**Given exercise:** Without the pictures, return all of the material exactly as written.

======== Working data ========

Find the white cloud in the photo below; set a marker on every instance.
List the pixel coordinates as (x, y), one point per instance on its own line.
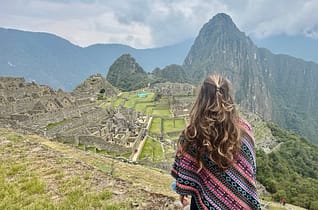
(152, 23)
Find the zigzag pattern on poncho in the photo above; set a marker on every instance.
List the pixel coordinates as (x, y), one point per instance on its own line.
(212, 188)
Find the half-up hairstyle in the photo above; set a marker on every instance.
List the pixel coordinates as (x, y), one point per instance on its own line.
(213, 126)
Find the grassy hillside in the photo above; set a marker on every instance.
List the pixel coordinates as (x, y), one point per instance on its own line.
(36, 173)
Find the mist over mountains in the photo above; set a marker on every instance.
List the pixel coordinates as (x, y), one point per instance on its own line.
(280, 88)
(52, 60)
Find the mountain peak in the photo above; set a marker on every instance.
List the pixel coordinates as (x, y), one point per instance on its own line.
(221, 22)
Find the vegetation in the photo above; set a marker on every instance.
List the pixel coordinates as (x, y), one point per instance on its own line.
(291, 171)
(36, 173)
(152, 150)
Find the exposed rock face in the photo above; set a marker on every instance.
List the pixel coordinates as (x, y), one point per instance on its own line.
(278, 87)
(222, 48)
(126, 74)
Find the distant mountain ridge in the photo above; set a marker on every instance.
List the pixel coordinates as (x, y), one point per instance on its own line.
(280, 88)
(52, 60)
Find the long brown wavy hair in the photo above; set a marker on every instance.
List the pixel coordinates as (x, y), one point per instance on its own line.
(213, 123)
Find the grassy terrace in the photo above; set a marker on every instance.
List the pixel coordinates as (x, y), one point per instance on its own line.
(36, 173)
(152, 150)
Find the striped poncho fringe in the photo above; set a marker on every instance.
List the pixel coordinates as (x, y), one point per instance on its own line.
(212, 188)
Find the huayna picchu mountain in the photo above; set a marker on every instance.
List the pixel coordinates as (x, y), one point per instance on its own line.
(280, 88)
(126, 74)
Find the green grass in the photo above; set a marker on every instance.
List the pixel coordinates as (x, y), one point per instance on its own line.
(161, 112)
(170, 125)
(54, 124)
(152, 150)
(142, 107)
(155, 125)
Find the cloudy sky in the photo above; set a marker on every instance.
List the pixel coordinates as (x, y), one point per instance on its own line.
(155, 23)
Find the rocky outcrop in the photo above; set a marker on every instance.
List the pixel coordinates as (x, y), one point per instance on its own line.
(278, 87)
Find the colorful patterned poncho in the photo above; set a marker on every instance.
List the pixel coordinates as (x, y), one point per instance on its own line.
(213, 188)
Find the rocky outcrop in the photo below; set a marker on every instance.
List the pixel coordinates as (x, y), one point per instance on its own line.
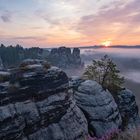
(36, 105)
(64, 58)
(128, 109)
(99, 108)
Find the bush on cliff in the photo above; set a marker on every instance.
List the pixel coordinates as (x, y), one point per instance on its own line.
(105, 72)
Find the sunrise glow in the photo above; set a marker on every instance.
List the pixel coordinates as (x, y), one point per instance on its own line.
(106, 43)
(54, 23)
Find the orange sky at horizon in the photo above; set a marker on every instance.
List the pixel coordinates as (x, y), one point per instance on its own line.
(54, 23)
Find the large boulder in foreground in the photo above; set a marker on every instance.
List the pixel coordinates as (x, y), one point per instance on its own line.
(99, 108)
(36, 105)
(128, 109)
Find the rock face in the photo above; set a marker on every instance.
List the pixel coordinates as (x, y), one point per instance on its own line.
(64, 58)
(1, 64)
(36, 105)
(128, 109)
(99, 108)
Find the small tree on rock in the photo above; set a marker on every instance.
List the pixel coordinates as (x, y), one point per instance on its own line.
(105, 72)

========

**Answer to this exercise:**
Find the white cloud in the photo below; set a marker on every instance.
List the pixel coordinates as (x, y), one point per instance on its own line.
(152, 23)
Find the zigzag pattern on poncho in the photo above; set a marker on every instance.
List the pixel coordinates as (x, y), one point per instance on its own line.
(212, 188)
Find the half-up hairstyle in the photo above; set a marker on every instance.
List the pixel coordinates as (x, y), one point per instance on its own line.
(213, 126)
Find the grassy hillside in the photo above; set a marker on every instance.
List the pixel coordinates as (x, y), one point per instance on its own line.
(36, 173)
Find the mist over mountains in the photo above; set a marker on every instance.
List the pixel coordinates as (x, y), one point per instance on its own line.
(280, 88)
(52, 60)
Find the mountain peak in the photo above; set a marker on every instance.
List the pixel coordinates as (x, y), one point per instance on its own line.
(221, 22)
Find the vegetation in the photo above; set a marker on every instance.
List the pixel coordinates as (x, y), one point per instance on its own line.
(291, 171)
(36, 173)
(152, 150)
Find the exposed rock face in the photo above; set a marker on every instance.
List the pixel coordinates as (x, y), one point per instance on its own line.
(278, 87)
(222, 48)
(126, 74)
Find the distant mountain ridge in the photo above; set a marker on every instance.
List the pixel coordinates as (x, y), one point per instance on its own line.
(280, 88)
(52, 60)
Find the long brown wavy hair in the photo above; set a marker on every instance.
List the pixel coordinates as (x, y), one point per instance on its own line.
(213, 123)
Find the grassy terrace in the photo above; set a marker on every instance.
List the pixel coordinates as (x, y), one point per instance on its own line.
(36, 173)
(152, 150)
Find the striped poncho fringe in the photo above; set a marker on every instance.
List the pixel coordinates as (x, y), one point per instance on its own line.
(212, 188)
Find the huayna picchu mountain in the photo above; set a marker on every instance.
List the pixel coordinates as (x, y), one point per instance on its own line.
(280, 88)
(126, 74)
Find the green grass in the photo above; set a marker on every instance.
List the pixel coordinates as (x, y), one point per instance on its own line.
(161, 112)
(170, 125)
(54, 124)
(152, 150)
(142, 107)
(155, 125)
Find the cloudy sky in the photo above; set a marker on every instance.
List the pixel coordinates as (x, y), one point per instance on its own line.
(155, 23)
Find the rocky outcrop in the photo above; set a marker on every instance.
List the pixel coordinates as (x, y), one point per instance on its own line.
(278, 87)
Find the colorful patterned poncho in the photo above; set a marker on every instance.
List the pixel coordinates as (x, y), one point per instance on its own line.
(213, 188)
Find the rocky outcrop in the photo below; set a marker on every instance.
List the pixel coordinates as (x, y), one point per instance on its own line.
(36, 105)
(64, 58)
(128, 109)
(99, 108)
Find the bush on cliff in the photo above; set a marker on every instance.
List the pixel coordinates as (x, y), one point per instance on its own line.
(105, 72)
Find the sunrise glow in the photo above; set a marker on every instance.
List the pixel coordinates as (x, y), one point per instance on its own line.
(106, 43)
(54, 23)
Find the orange sky at horizon in the photo above; set a marker on every instance.
List the pixel coordinates as (x, y), one point per instance on its own line.
(54, 23)
Find the large boulder in foreground in the photo above; set a marker on every instance.
List the pixel coordinates as (x, y), one point per instance on its own line.
(99, 108)
(36, 105)
(128, 109)
Find the rock face in the photo above; set a marker on every instance.
List the pixel coordinates as (x, y), one point per instance on its own line.
(64, 58)
(1, 64)
(36, 105)
(128, 109)
(99, 108)
Find the small tree on rock in the photo above; set a marker on every instance.
List the pixel coordinates as (x, y), one point per instance on its own line.
(105, 72)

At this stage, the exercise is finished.